* Stated goal *
Quote the material below verbatim, keeping every line unchanged.

-- START OF The data --

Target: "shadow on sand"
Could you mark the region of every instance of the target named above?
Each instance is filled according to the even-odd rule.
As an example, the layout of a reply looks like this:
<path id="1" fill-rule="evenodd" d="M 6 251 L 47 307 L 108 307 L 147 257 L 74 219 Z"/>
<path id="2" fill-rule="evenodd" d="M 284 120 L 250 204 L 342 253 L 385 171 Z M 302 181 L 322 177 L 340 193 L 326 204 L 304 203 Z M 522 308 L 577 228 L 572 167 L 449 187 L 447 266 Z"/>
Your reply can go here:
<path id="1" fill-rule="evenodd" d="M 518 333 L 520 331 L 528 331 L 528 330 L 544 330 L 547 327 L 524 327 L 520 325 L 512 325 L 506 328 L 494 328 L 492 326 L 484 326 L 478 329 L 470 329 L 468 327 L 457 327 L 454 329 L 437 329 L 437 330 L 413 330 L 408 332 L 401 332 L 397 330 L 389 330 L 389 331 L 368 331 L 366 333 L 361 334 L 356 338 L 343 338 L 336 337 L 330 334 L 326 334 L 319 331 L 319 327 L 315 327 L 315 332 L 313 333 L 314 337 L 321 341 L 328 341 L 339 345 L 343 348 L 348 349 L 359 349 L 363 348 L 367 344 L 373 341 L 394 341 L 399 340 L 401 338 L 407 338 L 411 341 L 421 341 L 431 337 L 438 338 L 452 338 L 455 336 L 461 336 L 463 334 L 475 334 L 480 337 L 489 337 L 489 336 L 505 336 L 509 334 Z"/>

-- END OF The data --

* Response to this exercise *
Target: "shadow on sand"
Could you mark the region of every instance of the target named above?
Each instance is filled according to the even-odd rule.
As an example, the layout of a reply looks like this:
<path id="1" fill-rule="evenodd" d="M 6 251 L 47 307 L 108 307 L 147 257 L 74 219 Z"/>
<path id="2" fill-rule="evenodd" d="M 284 120 L 250 204 L 342 253 L 385 171 Z M 302 181 L 322 177 L 340 193 L 326 204 L 304 203 Z M 522 308 L 577 228 L 572 167 L 449 187 L 447 266 Z"/>
Your reply can go here:
<path id="1" fill-rule="evenodd" d="M 518 333 L 520 331 L 528 331 L 528 330 L 544 330 L 547 327 L 524 327 L 520 325 L 512 325 L 506 328 L 494 328 L 492 326 L 484 326 L 478 329 L 470 329 L 468 327 L 457 327 L 454 329 L 437 329 L 437 330 L 413 330 L 408 332 L 401 332 L 397 330 L 389 330 L 389 331 L 368 331 L 366 333 L 361 334 L 356 338 L 343 338 L 336 337 L 330 334 L 326 334 L 319 331 L 319 327 L 315 327 L 315 332 L 313 333 L 314 337 L 321 341 L 328 341 L 339 345 L 343 348 L 348 349 L 359 349 L 363 348 L 367 344 L 373 341 L 394 341 L 399 340 L 401 338 L 407 338 L 411 341 L 421 341 L 431 337 L 438 338 L 452 338 L 455 336 L 461 336 L 463 334 L 475 334 L 480 337 L 489 337 L 489 336 L 505 336 L 509 334 Z"/>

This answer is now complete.